GIVEN DATA:
===============
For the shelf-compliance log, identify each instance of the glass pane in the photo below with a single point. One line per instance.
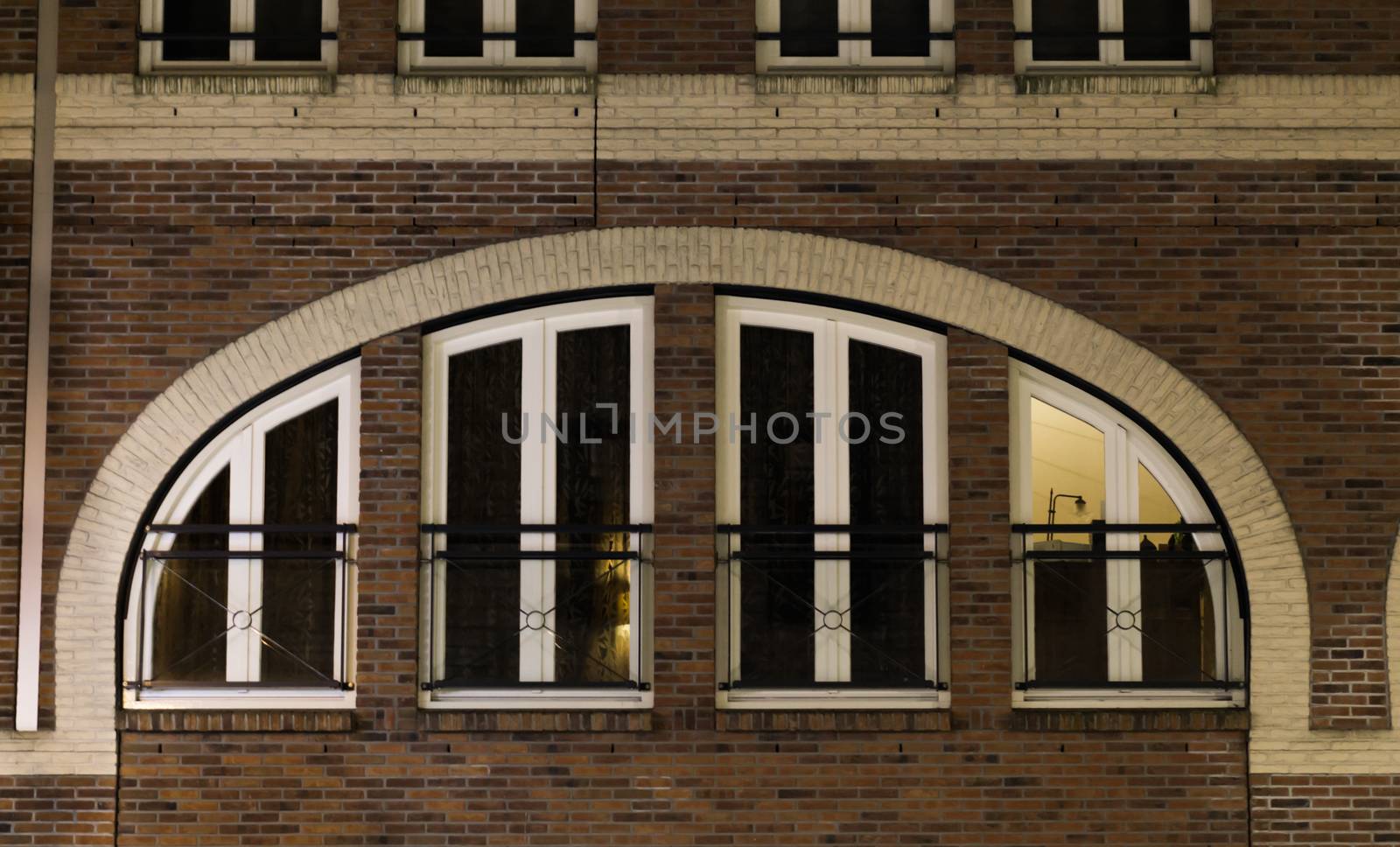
(545, 27)
(776, 489)
(188, 622)
(298, 598)
(1157, 30)
(454, 27)
(1070, 597)
(1064, 30)
(483, 476)
(900, 27)
(812, 20)
(287, 32)
(886, 490)
(592, 459)
(196, 18)
(1178, 608)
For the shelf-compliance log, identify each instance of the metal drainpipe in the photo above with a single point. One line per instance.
(37, 371)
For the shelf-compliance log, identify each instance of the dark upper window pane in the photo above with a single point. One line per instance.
(886, 490)
(188, 623)
(298, 595)
(900, 27)
(483, 476)
(1064, 30)
(809, 21)
(196, 18)
(452, 27)
(776, 487)
(287, 30)
(545, 27)
(1157, 30)
(592, 461)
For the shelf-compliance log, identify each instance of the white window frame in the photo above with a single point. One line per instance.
(1110, 52)
(538, 331)
(240, 52)
(1126, 447)
(242, 448)
(854, 16)
(499, 16)
(832, 329)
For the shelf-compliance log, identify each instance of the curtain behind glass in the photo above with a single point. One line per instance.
(188, 620)
(483, 476)
(298, 595)
(776, 487)
(592, 598)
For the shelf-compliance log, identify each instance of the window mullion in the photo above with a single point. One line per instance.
(242, 655)
(536, 500)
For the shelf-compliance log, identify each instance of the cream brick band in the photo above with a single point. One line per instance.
(342, 321)
(718, 118)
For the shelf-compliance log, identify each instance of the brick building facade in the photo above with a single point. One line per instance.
(1218, 254)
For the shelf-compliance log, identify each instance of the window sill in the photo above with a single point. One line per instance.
(497, 80)
(235, 80)
(536, 721)
(237, 721)
(833, 721)
(849, 80)
(1113, 81)
(1129, 720)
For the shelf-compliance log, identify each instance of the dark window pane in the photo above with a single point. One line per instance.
(900, 27)
(545, 27)
(287, 32)
(1157, 30)
(886, 490)
(776, 487)
(452, 27)
(1178, 618)
(592, 598)
(1071, 611)
(1064, 30)
(812, 20)
(188, 623)
(196, 18)
(483, 480)
(298, 595)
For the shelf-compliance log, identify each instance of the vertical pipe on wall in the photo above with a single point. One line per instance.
(37, 371)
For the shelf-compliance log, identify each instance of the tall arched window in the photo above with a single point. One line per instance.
(832, 497)
(1126, 588)
(536, 508)
(244, 585)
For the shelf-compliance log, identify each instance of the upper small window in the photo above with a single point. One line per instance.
(1168, 35)
(196, 35)
(856, 34)
(538, 496)
(1127, 590)
(455, 35)
(830, 499)
(242, 595)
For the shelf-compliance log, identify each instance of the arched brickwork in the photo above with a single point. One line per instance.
(84, 739)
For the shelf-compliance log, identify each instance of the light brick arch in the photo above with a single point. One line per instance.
(84, 741)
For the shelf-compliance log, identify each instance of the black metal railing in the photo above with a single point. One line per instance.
(781, 543)
(1147, 553)
(326, 543)
(464, 546)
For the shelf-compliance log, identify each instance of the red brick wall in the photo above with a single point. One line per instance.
(1326, 808)
(39, 811)
(1273, 37)
(18, 20)
(14, 303)
(1306, 37)
(682, 780)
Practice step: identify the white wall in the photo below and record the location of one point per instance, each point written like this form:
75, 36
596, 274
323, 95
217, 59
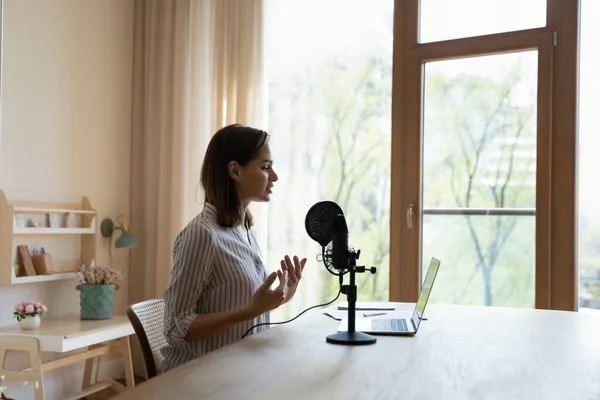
===============
Copy every row above word for word, but leave out the pictures.

For the shelf-compliance log, identify each instance of the glass pane in the photo below with a single point. One line per instance.
(545, 27)
(776, 489)
(188, 622)
(298, 598)
(1157, 30)
(454, 27)
(1070, 597)
(1064, 30)
(483, 476)
(900, 27)
(812, 20)
(287, 32)
(886, 490)
(592, 459)
(196, 18)
(1178, 608)
For the shelf-compliance log, identify each instance of the metal drainpipe in the photo above with a single point. One line per instance.
(37, 371)
For the shelf-compliance log, identify each instance of the dark upper window pane in the photo above with a single point. One line per instance.
(886, 490)
(188, 623)
(298, 595)
(900, 27)
(483, 476)
(1064, 30)
(809, 21)
(196, 18)
(452, 27)
(776, 487)
(287, 30)
(545, 27)
(1157, 30)
(592, 461)
For the shelf-compliance log, identify each instance of the white window frame in the photo above with a single point. One line per instance.
(1110, 52)
(538, 331)
(240, 52)
(1126, 447)
(242, 448)
(854, 16)
(499, 16)
(832, 329)
For the shelf-compliance log, identify each instance of the curtain behind glass in the photo above with a single point. One line per instance.
(188, 620)
(483, 476)
(298, 595)
(776, 487)
(592, 598)
For the shelf-compliance log, identify each instance of the window mullion in the photo above with a single point. One line per instance.
(242, 655)
(536, 500)
For the shelf-compliance log, identify each instance of the cream brick band in the photo above with a single point. One line per instance.
(342, 321)
(718, 118)
For the shelf-compliance log, identify each instance of the brick building facade in the photo above with a single point. One line per instance.
(1218, 254)
For the shelf-compliance log, identify each instance of the window sill in the photo above with a single point. One line per instance.
(497, 80)
(235, 80)
(536, 721)
(237, 721)
(833, 721)
(849, 80)
(1113, 81)
(1129, 720)
For the shelf-compliance log, identify each instance of the dark window pane in the photo above with a single point. One line per instance.
(900, 27)
(545, 27)
(287, 32)
(1157, 30)
(886, 490)
(776, 487)
(452, 27)
(1178, 618)
(592, 598)
(1071, 611)
(1064, 30)
(812, 20)
(188, 623)
(196, 18)
(483, 480)
(298, 595)
For the shelf-compliance log, identify each instance of the vertical pipe on wall in the photo above with a single point. One line per instance.
(37, 371)
For the shelf-compliance log, identify each instance of the tall arched window in the photo above with a single point. One line per instance.
(832, 497)
(1126, 588)
(536, 508)
(244, 585)
For the shelf-compliance log, identify each instance of the upper small window in the photo above with a single point. One line per instance.
(1168, 35)
(196, 35)
(856, 34)
(538, 496)
(1127, 590)
(455, 35)
(830, 499)
(242, 595)
For the shelf-compliance log, identify each instance of the arched brickwork in the photo above with a single point. One line per instance.
(84, 739)
For the shelf-compliance log, identify each instance of the light brick arch in the photo above with a single point. One line per instance.
(84, 741)
For the shelf-compliance log, identify each instance of the black metal railing in the photo above with a single point. One line per instance.
(781, 543)
(1147, 553)
(326, 543)
(464, 546)
For the shelf-compliance log, identify each instance of the red brick wall in the photo above with a single point. One line per instance.
(1326, 808)
(39, 811)
(1273, 37)
(18, 20)
(14, 303)
(1306, 37)
(682, 780)
Practice step: identify the white wall in the photo below and record the location of one point per instance, each point written like this form:
75, 36
596, 274
323, 95
217, 59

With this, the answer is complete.